**Directive**
An exact reproduction of the records is required, with all images left out.

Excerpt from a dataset
## BEGIN

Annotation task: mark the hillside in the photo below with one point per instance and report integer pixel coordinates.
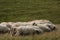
(27, 10)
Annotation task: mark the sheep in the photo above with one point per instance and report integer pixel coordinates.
(26, 30)
(22, 24)
(4, 29)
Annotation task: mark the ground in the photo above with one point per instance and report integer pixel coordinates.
(54, 35)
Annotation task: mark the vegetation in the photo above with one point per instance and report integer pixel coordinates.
(27, 10)
(54, 35)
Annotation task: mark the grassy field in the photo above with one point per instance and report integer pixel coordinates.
(27, 10)
(54, 35)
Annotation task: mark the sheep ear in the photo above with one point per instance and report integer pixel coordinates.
(34, 24)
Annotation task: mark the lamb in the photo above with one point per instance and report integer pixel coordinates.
(4, 29)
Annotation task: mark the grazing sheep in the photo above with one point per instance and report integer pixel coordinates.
(44, 24)
(4, 29)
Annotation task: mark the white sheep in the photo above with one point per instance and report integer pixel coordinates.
(44, 24)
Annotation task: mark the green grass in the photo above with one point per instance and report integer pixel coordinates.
(54, 35)
(27, 10)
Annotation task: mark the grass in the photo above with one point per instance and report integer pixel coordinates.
(54, 35)
(27, 10)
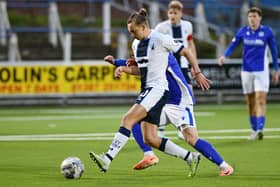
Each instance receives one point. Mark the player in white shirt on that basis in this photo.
(182, 32)
(151, 51)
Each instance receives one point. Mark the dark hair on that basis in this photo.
(255, 10)
(140, 17)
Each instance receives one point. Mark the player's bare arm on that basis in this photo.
(201, 80)
(132, 70)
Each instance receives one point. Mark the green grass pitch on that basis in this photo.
(34, 141)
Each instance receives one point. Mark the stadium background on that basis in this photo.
(41, 64)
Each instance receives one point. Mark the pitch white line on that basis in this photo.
(109, 136)
(78, 117)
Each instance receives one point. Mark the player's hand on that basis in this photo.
(118, 72)
(221, 60)
(131, 62)
(110, 59)
(202, 81)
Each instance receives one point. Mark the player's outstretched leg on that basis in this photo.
(193, 164)
(101, 160)
(210, 153)
(150, 159)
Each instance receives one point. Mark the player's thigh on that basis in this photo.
(133, 115)
(247, 80)
(179, 116)
(261, 81)
(153, 100)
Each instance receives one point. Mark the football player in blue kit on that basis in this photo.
(151, 50)
(178, 111)
(256, 39)
(181, 32)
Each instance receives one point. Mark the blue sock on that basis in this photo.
(260, 122)
(137, 133)
(208, 151)
(253, 122)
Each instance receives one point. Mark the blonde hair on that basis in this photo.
(140, 17)
(175, 5)
(255, 10)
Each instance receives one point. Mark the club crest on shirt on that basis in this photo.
(261, 34)
(153, 46)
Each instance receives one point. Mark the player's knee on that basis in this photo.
(190, 138)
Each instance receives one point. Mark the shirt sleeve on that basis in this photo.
(170, 45)
(234, 43)
(120, 62)
(273, 49)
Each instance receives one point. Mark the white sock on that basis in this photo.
(177, 151)
(223, 165)
(117, 144)
(149, 153)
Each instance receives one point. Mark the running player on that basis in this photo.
(256, 39)
(181, 31)
(151, 51)
(178, 111)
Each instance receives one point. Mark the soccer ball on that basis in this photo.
(72, 168)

## END

**Solution to this task**
Annotation task: mark the hillside in the photo below with one point per instance and report integer pixel coordinates.
(27, 10)
Annotation task: mark the sheep in the photo above with one point per instance and report integer pixel coordinates.
(26, 30)
(22, 24)
(4, 29)
Annotation task: mark the ground in the photo above with one point per instance and report integer pixel coordinates.
(54, 35)
Annotation task: mark the vegetation in the photo above with one point per instance and report integer pixel coordinates.
(27, 10)
(54, 35)
Annotation task: mark the grassy field in the photo above with one point per instance and report integer pixel coordinates.
(27, 10)
(54, 35)
Annotation task: mark the sheep ear in the photo above with one point per instance and report integer pixel coordinates.
(34, 24)
Annotation task: mark the lamb in the photo above with one point per instance and report integer pixel coordinates.
(4, 29)
Annotation task: mark the grazing sheep in the photo above with one point per instance and report integer pixel coordinates.
(44, 24)
(4, 29)
Annotation task: mark the white sheep in the photo above with one point per instance and report integer pixel coordinates.
(44, 24)
Annotation task: mark the green grass in the photo above with one point per instance and report integer pixel coordinates.
(54, 35)
(27, 10)
Annotation task: mark the grass in the photo above with one point per instance and report integer pixel coordinates.
(54, 35)
(27, 10)
Each instance receives one point. Mark the player in white shirt on that basis in this photo.
(182, 32)
(151, 51)
Each instance receives one point. Mark the dark hair on that basis in this photo.
(255, 10)
(140, 17)
Each instance receives one point. Mark the player's bare arm on that basis in this photo.
(201, 80)
(132, 70)
Each instance receives one point. Mark the green grass pitch on that basis in this photo.
(34, 141)
Each instance receives one point. Mark the stadium background on that basis in this photo.
(41, 64)
Each instance receives one point. Mark the pitch white line on that basis in this photo.
(109, 136)
(78, 117)
Each instance receives one point. Mark the player's hand on that basis in this photo.
(118, 72)
(221, 60)
(131, 62)
(110, 59)
(202, 81)
Each instance receives one point. Mark the player's outstretched leg on that basis in this photo.
(193, 164)
(101, 160)
(210, 153)
(150, 159)
Each instance receives one point. Mark the player's thigh on that basis in this photo.
(133, 115)
(247, 80)
(179, 116)
(261, 81)
(153, 100)
Each instance receives one point. Mark the football player in blue kit on that basis in this photo.
(151, 50)
(178, 111)
(256, 39)
(181, 32)
Each instance receives one point. Mark the blue sock on that basis in this photo.
(260, 122)
(137, 133)
(208, 151)
(253, 122)
Each instance receives one point. Mark the blonde hair on that basis in this photo.
(140, 17)
(175, 5)
(255, 10)
Each instance receives one point. Mark the club crest on shirt on that basis in this photo.
(261, 34)
(153, 46)
Each instance receives one point. Mark the player's knee on that basis in this photo.
(190, 138)
Each instance receives one point. Mark the shirt sleeve on that basis in this photo.
(170, 45)
(234, 43)
(120, 62)
(273, 49)
Each instance receives one point. Mark the white sock on that basis in this photo.
(177, 151)
(223, 165)
(117, 144)
(149, 153)
Each instance receives one point. Mark the running player on that basis in this photo.
(256, 39)
(181, 31)
(151, 51)
(178, 111)
Each instance receives one point. Mark the soccer ball on that basis in this photo.
(72, 168)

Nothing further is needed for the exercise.